**** Data lines

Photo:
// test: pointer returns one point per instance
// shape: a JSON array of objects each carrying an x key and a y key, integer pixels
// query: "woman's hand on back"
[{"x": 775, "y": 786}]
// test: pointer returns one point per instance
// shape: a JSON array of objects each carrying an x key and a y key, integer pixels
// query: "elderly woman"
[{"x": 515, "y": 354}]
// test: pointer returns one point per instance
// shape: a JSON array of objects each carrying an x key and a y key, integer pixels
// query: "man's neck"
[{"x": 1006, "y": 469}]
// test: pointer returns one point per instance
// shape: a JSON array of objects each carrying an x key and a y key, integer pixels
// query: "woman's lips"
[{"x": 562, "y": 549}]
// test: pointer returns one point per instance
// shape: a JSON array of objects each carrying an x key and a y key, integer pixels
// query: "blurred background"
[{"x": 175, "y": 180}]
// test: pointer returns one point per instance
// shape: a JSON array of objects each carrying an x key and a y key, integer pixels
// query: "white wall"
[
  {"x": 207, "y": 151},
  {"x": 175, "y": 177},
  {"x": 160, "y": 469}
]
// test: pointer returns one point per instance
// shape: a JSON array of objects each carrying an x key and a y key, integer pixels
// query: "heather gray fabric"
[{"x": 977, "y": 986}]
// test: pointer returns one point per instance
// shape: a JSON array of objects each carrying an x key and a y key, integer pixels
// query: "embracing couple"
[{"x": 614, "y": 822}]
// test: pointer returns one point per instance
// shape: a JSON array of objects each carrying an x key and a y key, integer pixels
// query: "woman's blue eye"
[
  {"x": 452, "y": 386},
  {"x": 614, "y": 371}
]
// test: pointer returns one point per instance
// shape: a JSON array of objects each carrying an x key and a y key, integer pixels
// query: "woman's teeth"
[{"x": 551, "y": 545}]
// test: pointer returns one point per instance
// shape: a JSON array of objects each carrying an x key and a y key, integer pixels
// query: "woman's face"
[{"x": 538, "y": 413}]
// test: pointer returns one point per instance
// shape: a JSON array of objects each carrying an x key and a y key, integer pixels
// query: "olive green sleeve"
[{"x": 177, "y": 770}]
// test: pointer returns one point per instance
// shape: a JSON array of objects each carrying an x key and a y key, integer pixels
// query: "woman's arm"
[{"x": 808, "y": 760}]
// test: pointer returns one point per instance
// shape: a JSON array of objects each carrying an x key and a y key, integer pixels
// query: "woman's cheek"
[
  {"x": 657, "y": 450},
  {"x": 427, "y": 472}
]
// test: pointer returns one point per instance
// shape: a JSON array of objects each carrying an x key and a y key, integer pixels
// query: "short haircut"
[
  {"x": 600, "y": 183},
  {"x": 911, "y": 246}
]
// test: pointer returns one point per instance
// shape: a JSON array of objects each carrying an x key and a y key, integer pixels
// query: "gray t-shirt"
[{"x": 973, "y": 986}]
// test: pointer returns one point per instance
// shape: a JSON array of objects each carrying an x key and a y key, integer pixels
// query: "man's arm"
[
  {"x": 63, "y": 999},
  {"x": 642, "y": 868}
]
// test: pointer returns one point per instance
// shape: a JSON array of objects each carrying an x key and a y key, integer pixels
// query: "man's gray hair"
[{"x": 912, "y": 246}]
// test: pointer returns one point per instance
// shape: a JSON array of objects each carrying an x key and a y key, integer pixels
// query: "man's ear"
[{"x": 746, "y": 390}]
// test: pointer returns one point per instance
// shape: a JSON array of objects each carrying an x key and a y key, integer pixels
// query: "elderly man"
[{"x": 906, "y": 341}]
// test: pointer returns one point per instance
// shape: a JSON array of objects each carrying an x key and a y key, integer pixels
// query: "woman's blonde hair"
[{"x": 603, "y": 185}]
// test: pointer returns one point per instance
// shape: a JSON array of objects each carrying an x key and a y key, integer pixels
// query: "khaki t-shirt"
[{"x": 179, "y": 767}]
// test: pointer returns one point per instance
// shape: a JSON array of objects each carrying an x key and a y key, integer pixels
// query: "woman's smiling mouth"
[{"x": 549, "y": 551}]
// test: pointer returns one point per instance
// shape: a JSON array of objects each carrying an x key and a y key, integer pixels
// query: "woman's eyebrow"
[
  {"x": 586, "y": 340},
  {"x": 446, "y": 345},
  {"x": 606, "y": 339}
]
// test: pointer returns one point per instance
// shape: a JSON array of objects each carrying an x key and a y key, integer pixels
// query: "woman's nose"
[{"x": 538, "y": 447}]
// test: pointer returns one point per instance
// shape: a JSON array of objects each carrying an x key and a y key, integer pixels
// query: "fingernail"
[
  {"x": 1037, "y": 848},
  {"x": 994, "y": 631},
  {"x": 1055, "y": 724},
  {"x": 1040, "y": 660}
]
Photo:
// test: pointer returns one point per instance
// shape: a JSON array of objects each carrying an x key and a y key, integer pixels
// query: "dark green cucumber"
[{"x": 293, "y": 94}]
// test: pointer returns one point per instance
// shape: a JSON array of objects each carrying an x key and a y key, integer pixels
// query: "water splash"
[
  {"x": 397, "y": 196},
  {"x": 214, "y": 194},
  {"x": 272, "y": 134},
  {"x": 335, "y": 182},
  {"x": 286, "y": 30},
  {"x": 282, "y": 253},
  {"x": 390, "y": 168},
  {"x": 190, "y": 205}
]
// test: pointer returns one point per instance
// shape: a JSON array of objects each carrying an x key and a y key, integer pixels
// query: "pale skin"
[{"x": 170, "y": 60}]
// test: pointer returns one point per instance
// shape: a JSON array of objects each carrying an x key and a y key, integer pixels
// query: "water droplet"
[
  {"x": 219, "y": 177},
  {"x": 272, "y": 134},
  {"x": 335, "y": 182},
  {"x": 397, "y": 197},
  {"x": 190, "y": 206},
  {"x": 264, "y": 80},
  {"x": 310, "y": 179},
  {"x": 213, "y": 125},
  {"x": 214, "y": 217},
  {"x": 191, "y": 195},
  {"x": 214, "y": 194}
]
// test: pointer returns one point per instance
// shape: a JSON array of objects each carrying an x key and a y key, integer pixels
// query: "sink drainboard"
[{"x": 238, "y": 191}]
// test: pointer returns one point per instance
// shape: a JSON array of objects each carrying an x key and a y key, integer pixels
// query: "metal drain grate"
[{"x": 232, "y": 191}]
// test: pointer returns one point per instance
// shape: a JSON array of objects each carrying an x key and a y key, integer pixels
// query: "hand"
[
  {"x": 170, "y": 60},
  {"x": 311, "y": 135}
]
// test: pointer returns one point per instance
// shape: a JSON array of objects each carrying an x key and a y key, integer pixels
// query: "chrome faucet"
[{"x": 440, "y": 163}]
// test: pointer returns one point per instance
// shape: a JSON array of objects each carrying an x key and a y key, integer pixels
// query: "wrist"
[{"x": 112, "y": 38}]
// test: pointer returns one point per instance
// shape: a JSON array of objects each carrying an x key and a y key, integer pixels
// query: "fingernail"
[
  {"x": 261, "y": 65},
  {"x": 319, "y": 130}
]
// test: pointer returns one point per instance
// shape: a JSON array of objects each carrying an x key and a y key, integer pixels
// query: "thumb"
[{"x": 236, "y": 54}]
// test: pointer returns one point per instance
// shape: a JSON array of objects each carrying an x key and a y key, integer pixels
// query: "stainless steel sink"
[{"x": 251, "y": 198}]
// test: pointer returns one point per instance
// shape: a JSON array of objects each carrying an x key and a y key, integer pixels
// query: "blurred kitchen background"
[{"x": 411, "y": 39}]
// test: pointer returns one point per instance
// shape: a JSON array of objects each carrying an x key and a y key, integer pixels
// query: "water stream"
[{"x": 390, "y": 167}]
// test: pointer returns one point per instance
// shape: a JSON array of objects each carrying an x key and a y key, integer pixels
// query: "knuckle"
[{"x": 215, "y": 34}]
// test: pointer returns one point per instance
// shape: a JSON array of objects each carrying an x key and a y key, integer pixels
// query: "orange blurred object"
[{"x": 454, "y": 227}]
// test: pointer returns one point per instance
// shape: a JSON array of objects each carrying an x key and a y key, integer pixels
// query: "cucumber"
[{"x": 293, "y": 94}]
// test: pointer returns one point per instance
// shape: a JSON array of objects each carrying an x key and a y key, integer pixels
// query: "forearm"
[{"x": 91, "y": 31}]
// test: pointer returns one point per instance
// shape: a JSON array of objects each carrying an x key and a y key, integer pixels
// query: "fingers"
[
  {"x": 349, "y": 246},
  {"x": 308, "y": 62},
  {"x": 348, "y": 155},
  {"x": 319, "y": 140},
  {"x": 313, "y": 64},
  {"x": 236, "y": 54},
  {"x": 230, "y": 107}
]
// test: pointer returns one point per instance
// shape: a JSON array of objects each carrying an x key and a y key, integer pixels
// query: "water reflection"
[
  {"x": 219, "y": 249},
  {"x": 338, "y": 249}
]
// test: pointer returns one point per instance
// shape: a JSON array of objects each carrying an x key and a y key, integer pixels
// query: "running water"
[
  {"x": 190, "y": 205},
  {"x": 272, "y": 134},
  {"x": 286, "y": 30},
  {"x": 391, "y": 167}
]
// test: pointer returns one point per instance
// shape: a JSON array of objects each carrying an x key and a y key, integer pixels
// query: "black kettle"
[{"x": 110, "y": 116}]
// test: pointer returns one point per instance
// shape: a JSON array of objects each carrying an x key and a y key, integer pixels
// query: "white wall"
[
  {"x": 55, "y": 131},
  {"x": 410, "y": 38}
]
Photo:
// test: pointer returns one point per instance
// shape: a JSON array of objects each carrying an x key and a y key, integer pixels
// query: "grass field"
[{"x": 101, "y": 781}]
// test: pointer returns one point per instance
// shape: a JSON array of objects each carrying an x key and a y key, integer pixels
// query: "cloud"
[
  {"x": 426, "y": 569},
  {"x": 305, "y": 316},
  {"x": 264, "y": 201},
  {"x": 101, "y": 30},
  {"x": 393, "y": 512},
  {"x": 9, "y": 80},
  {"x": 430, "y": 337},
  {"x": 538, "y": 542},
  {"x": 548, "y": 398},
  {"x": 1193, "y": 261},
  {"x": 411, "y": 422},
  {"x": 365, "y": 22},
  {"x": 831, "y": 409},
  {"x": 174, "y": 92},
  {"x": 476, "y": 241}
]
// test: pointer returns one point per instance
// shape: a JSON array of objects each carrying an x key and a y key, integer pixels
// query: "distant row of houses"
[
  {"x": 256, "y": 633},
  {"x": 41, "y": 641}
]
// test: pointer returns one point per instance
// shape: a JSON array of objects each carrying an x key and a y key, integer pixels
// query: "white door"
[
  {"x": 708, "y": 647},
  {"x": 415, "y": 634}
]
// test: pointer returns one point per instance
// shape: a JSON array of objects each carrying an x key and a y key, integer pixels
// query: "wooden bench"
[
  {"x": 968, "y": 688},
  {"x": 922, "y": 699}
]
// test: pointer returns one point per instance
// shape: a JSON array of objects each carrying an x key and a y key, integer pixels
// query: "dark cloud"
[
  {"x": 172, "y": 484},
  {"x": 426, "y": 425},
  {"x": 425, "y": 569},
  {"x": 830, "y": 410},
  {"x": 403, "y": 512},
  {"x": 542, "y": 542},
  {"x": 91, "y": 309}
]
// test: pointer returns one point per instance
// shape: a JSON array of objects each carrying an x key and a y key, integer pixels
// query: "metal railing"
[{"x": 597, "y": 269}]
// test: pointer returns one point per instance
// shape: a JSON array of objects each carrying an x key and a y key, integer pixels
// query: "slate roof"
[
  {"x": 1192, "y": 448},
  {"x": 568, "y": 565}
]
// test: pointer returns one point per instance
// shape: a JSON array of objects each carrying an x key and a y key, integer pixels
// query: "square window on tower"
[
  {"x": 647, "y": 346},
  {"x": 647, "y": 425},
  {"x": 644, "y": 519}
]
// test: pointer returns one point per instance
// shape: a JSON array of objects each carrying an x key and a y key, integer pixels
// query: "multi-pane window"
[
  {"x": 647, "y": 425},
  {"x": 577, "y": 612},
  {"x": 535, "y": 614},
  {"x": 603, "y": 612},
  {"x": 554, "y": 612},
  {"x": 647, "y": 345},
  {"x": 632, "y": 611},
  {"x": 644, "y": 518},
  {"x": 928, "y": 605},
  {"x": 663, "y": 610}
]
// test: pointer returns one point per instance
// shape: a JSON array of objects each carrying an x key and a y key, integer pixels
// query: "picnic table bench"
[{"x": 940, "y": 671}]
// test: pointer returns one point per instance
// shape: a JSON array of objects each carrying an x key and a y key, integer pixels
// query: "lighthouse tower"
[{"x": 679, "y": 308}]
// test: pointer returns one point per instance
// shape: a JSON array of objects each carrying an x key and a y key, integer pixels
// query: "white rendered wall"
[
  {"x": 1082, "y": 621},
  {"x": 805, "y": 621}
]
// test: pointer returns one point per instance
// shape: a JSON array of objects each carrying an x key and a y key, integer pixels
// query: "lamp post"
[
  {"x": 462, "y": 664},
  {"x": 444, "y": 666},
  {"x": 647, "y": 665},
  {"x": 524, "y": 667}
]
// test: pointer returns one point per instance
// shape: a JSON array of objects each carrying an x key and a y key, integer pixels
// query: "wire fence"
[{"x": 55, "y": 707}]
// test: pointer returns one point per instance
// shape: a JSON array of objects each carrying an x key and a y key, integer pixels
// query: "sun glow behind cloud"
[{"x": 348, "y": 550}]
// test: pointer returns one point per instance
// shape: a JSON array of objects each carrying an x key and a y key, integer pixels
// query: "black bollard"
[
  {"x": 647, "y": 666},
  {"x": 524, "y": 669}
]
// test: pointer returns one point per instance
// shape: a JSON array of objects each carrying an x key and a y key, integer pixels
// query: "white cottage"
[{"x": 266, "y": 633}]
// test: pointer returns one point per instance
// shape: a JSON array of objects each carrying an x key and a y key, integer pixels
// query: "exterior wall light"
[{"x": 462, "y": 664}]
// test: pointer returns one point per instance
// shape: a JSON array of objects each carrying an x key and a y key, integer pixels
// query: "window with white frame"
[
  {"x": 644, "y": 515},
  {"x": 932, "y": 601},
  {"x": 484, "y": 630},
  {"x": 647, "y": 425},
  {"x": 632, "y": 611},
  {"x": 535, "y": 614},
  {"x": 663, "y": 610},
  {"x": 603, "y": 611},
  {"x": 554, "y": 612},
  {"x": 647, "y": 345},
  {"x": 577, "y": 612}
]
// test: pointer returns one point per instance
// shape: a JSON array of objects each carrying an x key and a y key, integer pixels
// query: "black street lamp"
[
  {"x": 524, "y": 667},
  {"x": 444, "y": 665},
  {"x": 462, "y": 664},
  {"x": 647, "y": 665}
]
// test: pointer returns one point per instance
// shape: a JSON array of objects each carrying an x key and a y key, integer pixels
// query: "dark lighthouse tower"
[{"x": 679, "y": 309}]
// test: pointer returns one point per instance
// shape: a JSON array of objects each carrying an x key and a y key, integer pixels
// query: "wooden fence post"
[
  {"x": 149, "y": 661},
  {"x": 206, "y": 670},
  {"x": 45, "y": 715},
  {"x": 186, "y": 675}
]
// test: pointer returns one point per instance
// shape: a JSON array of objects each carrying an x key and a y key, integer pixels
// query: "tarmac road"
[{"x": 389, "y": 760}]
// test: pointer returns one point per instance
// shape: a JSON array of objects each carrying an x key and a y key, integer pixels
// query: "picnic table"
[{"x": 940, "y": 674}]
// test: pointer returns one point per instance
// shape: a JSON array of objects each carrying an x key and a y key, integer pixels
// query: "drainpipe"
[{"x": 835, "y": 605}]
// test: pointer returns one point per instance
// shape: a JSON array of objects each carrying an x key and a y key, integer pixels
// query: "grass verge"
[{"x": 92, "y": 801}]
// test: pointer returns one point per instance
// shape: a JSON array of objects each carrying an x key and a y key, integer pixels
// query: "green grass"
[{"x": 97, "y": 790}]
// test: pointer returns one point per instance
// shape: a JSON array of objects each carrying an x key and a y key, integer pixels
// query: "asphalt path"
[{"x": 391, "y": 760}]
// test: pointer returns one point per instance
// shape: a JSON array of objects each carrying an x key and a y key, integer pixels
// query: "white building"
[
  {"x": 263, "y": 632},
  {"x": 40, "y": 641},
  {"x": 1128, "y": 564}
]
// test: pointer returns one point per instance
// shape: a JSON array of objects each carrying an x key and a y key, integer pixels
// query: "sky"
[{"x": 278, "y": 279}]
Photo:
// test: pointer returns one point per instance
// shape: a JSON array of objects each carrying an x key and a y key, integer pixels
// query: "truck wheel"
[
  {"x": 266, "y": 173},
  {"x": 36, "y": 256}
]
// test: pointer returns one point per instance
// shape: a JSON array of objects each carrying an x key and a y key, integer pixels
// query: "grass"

********

Exercise brief - State how many lines of the stored items above contain the string "woman", giving only the number. Letter case is significant.

Answer to this task - 12